2. Model Formulation

In this section, we create a new four-parameter statistical model with parameters $\mathsf{\Theta }=(\gamma ,\delta ,\theta ,\eta )$ called the TIIEHL-PLo model by inserting (4) and (5) into (6) and (7), and then the cdf, pdf, reliability function, and hrf of the TIIEHL-PLo model are

$$F\left(w;\mathsf{\Theta }\right)=1-{\left[\frac{1-{\left[1-{\left(1+w^{\theta }\right)}^{-\eta }\right]}^{\gamma }}{1+{\left[1-{\left(1+w^{\theta }\right)}^{-\eta }\right]}^{\gamma }}\right]}^{\delta },w>0,\gamma ,\delta ,\theta ,\eta >0,$$

(8)

$$f\left(w;\mathsf{\Theta }\right)=\frac{2\delta \gamma \theta \eta w^{\theta -1}{\left(1+w^{\theta }\right)}^{-\eta -1}{\left[1-{\left(1+w^{\theta }\right)}^{-\eta }\right]}^{\gamma -1}{\left(1-{\left[1-{\left(1+w^{\theta }\right)}^{-\eta }\right]}^{\gamma }\right)}^{\delta -1}}{{\left(1+{\left[1-{\left(1+w^{\theta }\right)}^{-\eta }\right]}^{\gamma }\right)}^{\delta +1}},$$

(9)

$$R\left(w;\mathsf{\Theta }\right)={\left[\frac{1-{\left[1-{\left(1+w^{\theta }\right)}^{-\eta }\right]}^{\gamma }}{1+{\left[1-{\left(1+w^{\theta }\right)}^{-\eta }\right]}^{\gamma }}\right]}^{\delta },$$

and

$$h\left(w;\mathsf{\Theta }\right)=\frac{2\delta \gamma \theta \eta w^{\theta -1}{\left(1+w^{\theta }\right)}^{-\eta -1}{\left[1-{\left(1+w^{\theta }\right)}^{-\eta }\right]}^{\gamma -1}}{1-{\left[1-{\left(1+w^{\theta }\right)}^{-\eta }\right]}^{2\gamma }}.$$

The cumulative hrf of the TIIEHL-PLo model is

$$H\left(w;\mathsf{\Theta }\right)=-\delta ln\left[\frac{1-{\left[1-{\left(1+w^{\theta }\right)}^{-\eta }\right]}^{\gamma }}{1+{\left[1-{\left(1+w^{\theta }\right)}^{-\eta }\right]}^{\gamma }}\right].$$

Figure 1 shows that the pdf for the TIIEHL-PLo model can be uni-modal, decreasing, right-skewed, and heavy-tailed. However, Figure 2 demonstrates that the hrf of the TIIEHL-PLo model can be decreasing, upside-down, and J-shaped.

**Data rows:**
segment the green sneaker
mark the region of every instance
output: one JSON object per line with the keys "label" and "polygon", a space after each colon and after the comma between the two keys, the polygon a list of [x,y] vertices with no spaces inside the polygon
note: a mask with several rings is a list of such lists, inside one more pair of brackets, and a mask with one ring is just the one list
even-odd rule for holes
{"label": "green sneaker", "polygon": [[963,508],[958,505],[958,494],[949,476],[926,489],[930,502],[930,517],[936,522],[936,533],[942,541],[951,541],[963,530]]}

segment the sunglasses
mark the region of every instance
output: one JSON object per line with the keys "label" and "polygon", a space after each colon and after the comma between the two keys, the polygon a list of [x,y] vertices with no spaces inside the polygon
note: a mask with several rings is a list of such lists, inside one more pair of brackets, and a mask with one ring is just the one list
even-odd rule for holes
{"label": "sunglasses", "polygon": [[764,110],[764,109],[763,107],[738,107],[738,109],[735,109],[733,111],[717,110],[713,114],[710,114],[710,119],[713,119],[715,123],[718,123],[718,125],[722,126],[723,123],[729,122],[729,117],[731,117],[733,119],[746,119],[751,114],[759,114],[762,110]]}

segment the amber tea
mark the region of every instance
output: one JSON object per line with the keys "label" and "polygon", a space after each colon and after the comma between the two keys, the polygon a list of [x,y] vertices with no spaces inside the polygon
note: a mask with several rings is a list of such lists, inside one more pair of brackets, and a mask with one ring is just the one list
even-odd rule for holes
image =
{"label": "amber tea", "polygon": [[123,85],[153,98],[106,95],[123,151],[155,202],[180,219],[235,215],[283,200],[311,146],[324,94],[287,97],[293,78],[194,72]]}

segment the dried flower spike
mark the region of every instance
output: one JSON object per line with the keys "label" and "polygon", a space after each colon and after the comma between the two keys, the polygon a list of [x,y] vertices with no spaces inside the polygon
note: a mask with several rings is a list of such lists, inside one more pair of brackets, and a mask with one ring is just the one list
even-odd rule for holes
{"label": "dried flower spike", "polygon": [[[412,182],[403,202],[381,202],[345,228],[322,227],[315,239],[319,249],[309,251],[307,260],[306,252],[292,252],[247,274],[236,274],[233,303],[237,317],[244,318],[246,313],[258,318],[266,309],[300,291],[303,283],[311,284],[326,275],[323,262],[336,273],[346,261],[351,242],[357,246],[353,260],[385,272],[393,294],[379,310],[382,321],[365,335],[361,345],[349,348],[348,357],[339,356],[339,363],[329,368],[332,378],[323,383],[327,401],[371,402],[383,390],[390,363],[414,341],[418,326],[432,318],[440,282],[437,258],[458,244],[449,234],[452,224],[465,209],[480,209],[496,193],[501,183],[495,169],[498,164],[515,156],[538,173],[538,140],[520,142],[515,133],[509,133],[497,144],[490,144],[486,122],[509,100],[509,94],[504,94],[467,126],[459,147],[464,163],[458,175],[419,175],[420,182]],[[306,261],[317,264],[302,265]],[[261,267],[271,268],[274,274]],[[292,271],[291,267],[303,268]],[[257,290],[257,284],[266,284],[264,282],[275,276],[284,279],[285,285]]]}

**Stated task 1:** Reproduce the stretch of the model formulation text from "Figure 1 shows" through "upside-down, and J-shaped.".
**Stated task 2:** What shapes does the model formulation text say the hrf of the TIIEHL-PLo model can take?

**Full response 1:**
Figure 1 shows that the pdf for the TIIEHL-PLo model can be uni-modal, decreasing, right-skewed, and heavy-tailed. However, Figure 2 demonstrates that the hrf of the TIIEHL-PLo model can be decreasing, upside-down, and J-shaped.

**Full response 2:** It can be decreasing, upside-down, and J-shaped.